» **Exercise requirements**:
Only the lines from the line containing "[locate] red number 43 (one dot each)" to the end of the entries should be repeated, exactly as they appear.

:: Records for this task

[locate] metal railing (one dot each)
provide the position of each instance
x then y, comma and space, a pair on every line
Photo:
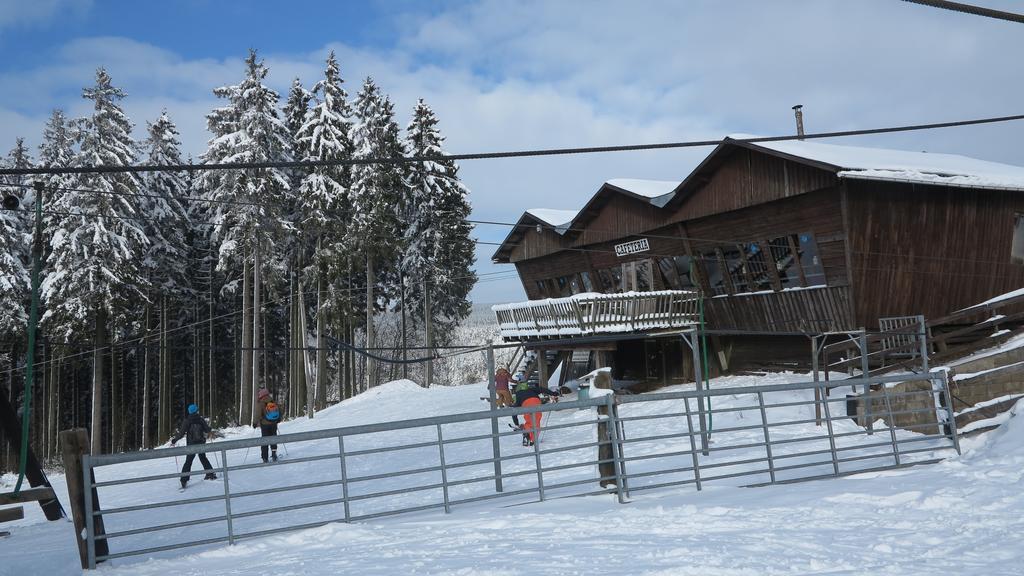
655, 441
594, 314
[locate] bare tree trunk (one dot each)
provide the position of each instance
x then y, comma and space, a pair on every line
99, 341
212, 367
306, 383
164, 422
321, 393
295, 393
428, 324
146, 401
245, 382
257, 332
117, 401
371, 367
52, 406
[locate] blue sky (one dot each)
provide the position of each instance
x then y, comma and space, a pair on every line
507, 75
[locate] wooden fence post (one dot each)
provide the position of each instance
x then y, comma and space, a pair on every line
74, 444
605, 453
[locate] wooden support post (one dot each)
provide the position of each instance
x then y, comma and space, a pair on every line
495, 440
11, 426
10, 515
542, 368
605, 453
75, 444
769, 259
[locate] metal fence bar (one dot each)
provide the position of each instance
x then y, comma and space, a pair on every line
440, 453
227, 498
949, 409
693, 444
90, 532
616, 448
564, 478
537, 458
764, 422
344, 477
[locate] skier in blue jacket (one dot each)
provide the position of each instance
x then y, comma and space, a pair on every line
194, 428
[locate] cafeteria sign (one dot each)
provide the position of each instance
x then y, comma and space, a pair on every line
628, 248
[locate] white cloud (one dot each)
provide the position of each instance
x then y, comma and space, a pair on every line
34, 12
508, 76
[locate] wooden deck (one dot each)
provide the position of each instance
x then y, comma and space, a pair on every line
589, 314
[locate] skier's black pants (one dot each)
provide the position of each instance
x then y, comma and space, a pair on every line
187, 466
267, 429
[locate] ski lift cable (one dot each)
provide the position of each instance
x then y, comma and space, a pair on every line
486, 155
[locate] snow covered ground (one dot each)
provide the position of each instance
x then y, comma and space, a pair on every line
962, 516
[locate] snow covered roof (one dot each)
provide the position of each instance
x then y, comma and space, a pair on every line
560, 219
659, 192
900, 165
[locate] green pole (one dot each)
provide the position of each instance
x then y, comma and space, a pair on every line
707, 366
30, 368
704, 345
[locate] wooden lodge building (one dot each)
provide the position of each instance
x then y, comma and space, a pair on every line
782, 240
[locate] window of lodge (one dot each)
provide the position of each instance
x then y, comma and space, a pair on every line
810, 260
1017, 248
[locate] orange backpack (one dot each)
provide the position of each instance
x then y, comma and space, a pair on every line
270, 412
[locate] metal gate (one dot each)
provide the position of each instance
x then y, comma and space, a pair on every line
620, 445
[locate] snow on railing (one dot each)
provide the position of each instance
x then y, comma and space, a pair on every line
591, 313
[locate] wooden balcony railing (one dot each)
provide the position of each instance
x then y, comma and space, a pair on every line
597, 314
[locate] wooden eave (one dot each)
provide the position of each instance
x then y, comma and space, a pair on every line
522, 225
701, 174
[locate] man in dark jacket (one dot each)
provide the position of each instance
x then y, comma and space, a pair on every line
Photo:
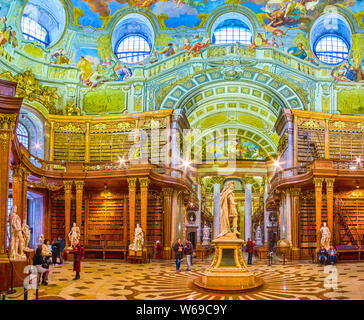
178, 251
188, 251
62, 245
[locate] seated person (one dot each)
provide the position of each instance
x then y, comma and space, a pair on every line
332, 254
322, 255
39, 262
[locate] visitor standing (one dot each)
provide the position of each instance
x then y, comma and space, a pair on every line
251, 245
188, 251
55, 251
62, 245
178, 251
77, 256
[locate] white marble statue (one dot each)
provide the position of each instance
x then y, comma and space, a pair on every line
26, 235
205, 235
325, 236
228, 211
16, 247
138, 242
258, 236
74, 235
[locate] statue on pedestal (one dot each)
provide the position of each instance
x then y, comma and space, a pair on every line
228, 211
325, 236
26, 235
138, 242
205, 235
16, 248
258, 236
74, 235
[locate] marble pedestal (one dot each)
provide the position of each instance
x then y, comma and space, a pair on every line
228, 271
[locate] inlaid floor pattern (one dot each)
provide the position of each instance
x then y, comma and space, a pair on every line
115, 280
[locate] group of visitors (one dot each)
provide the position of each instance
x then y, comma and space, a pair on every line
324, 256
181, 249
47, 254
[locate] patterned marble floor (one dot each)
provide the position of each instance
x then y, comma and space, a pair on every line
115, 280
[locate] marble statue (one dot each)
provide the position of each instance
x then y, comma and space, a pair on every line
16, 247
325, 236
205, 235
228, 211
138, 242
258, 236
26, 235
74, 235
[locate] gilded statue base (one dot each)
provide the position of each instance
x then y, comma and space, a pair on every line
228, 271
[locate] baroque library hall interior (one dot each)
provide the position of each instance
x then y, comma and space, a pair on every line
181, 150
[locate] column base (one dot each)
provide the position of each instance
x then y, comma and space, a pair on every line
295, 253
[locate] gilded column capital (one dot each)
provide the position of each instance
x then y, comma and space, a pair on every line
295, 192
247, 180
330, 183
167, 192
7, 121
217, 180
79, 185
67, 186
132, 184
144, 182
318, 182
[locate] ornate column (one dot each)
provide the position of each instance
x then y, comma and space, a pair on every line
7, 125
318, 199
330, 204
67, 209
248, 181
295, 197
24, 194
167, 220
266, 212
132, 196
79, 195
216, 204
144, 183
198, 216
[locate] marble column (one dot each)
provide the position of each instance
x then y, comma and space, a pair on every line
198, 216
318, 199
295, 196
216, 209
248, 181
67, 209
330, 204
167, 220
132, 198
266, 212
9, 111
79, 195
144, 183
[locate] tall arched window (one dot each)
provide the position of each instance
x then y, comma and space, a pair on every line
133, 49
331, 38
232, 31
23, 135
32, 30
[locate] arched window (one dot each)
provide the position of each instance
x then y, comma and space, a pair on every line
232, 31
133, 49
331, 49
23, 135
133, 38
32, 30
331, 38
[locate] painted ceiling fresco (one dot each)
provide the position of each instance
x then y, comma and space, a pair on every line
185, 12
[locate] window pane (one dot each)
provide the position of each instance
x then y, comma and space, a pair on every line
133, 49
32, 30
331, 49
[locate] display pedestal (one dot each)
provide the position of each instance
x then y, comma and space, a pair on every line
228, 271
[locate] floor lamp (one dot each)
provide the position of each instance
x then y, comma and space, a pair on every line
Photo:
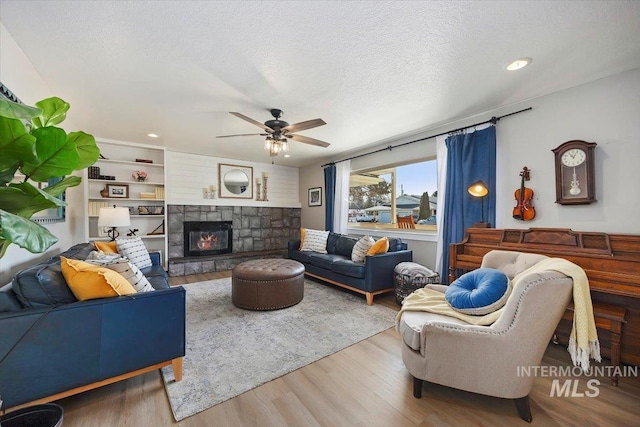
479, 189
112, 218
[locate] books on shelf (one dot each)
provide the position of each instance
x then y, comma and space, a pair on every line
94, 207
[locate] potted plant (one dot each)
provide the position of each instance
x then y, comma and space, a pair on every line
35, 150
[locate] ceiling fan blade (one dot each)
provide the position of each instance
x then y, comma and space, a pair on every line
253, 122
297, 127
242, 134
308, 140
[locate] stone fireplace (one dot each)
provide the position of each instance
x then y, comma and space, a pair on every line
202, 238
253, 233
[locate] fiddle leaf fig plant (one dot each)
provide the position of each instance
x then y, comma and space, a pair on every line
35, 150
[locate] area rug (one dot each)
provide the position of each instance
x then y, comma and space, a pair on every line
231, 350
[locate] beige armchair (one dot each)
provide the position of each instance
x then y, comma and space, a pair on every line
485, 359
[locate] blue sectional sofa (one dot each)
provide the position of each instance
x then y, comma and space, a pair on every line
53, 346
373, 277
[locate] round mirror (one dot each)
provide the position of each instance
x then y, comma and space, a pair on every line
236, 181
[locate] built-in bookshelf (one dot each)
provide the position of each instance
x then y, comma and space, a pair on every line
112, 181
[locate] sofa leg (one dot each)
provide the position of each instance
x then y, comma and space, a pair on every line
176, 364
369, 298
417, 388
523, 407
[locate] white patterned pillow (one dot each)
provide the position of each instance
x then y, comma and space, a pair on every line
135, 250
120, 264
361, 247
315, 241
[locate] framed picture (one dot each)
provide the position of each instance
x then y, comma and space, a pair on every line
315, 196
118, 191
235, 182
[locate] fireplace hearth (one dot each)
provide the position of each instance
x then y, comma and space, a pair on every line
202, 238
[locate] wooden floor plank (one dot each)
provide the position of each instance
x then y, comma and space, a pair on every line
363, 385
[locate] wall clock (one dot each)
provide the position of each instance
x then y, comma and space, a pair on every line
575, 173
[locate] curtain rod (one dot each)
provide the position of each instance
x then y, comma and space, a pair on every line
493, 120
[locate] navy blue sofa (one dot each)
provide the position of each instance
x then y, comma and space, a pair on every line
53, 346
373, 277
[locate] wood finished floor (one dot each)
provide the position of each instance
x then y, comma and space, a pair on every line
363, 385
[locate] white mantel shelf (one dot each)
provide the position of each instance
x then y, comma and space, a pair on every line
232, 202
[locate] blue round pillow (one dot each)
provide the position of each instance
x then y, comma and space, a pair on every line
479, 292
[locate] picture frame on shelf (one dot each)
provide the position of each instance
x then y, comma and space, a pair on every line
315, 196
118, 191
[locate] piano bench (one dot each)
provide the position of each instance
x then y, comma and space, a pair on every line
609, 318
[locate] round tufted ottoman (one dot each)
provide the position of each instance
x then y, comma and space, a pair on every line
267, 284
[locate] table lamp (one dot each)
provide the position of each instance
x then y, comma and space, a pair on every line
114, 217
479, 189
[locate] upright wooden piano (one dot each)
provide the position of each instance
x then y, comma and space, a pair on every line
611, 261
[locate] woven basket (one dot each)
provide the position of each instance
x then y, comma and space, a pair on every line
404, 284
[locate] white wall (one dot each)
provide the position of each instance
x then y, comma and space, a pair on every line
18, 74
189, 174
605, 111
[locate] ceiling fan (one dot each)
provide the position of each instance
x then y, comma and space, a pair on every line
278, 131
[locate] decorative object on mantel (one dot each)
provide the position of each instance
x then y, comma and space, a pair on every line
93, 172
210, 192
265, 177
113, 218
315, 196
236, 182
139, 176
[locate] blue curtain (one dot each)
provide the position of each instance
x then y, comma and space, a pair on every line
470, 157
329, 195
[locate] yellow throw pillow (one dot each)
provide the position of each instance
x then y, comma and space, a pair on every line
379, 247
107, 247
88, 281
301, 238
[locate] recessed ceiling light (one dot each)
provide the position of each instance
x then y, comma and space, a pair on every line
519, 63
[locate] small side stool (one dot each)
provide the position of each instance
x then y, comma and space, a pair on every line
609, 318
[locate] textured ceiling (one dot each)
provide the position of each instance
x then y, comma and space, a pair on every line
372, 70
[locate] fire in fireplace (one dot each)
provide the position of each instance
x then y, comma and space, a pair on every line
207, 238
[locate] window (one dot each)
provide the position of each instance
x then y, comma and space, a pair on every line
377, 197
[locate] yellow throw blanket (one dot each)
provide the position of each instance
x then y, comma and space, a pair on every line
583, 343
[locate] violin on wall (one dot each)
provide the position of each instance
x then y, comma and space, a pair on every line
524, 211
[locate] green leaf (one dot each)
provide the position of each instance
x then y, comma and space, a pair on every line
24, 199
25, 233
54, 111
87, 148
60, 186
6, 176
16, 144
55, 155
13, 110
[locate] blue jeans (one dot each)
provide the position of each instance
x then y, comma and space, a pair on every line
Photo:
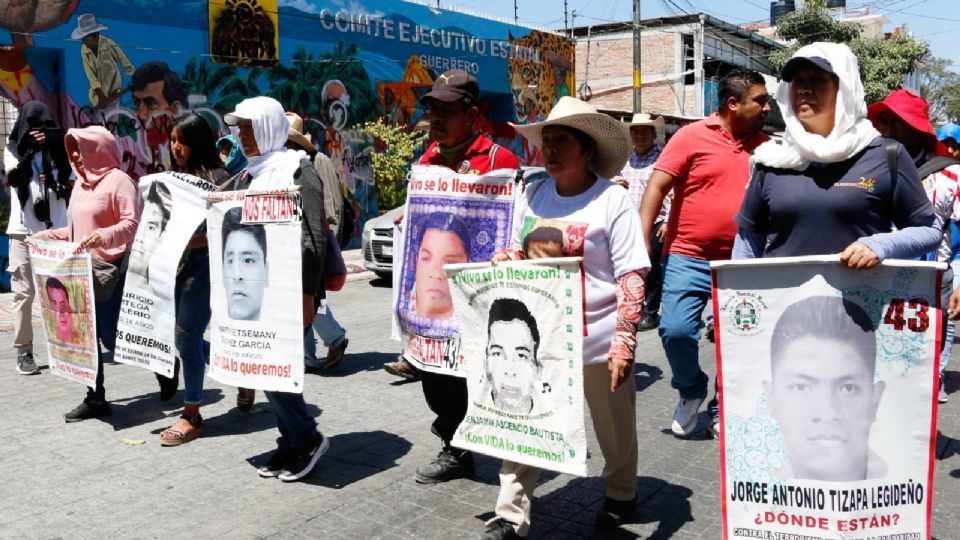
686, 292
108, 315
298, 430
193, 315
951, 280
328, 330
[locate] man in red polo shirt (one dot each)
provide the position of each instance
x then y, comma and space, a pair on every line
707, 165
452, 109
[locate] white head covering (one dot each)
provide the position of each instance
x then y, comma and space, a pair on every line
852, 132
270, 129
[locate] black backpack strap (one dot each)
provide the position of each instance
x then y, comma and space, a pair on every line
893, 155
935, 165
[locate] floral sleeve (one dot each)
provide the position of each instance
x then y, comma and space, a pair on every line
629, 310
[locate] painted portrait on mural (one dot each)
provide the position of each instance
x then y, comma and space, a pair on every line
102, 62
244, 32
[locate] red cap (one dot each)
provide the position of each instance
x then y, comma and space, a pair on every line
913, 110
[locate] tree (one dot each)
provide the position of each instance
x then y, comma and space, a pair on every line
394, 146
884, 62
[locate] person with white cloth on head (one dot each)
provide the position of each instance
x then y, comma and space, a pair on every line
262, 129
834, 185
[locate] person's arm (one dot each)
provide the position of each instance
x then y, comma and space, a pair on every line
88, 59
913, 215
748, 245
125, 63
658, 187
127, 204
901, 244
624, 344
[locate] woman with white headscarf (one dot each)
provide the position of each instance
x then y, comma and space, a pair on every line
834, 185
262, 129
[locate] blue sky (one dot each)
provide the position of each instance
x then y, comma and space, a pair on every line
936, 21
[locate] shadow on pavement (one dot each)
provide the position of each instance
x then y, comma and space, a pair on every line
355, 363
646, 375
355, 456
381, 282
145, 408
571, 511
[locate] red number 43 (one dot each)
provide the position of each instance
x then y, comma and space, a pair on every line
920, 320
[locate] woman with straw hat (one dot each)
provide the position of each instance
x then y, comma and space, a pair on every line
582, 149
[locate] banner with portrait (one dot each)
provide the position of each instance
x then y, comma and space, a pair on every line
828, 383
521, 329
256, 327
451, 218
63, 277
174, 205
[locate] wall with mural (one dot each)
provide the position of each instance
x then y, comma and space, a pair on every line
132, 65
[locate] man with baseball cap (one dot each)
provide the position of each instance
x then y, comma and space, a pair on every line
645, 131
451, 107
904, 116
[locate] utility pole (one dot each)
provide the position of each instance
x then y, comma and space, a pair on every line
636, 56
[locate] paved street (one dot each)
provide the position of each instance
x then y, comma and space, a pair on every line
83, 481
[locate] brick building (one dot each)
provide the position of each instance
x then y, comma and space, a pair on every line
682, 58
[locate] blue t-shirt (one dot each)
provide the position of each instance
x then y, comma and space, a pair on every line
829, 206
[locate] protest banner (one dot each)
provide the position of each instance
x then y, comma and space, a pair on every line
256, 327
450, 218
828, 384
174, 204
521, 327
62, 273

::::

» **Result for this task**:
[locate] red number 43 (one dot each)
provide the position of each instance
x then y, comma and space, a pair on every line
920, 320
[locate] woman with straw hat (one dot each)
provide the position of each instance
x then y, comma and space, a pair on every line
582, 149
[locate] banner with portrait (one dot each)
provide the position of each instance
x then y, comma and space, a pair on every line
828, 383
521, 329
256, 327
451, 218
63, 277
174, 205
[locate] wall with mural (one dot each)
provide the position of each instance
x then y, comma and space, a pair on every line
132, 65
[locate] man with baseball cap (one dot each)
provide the position of each instance
x then y, comma and space, a pair on every line
645, 131
451, 107
904, 116
[locate] utility pole (one dot each)
provide the position of each instance
x then y, comma and space, a pair on every line
636, 56
[locate] paved street (one dot each)
provide the position of each instance
x then y, comma and space, a pair on every line
83, 481
[locate] brick building (one dot each)
provide the position of each instance
x then y, comma and space, a pair on every line
682, 58
[locate] blue t-shirt (one dot each)
provide the position of each instance
x then y, comma and space, a pair on every line
829, 206
[locate] protest banner (one dot each)
provide the position of each instance
x then y, comma and space, a pair on every line
256, 327
450, 218
828, 384
174, 204
521, 327
62, 273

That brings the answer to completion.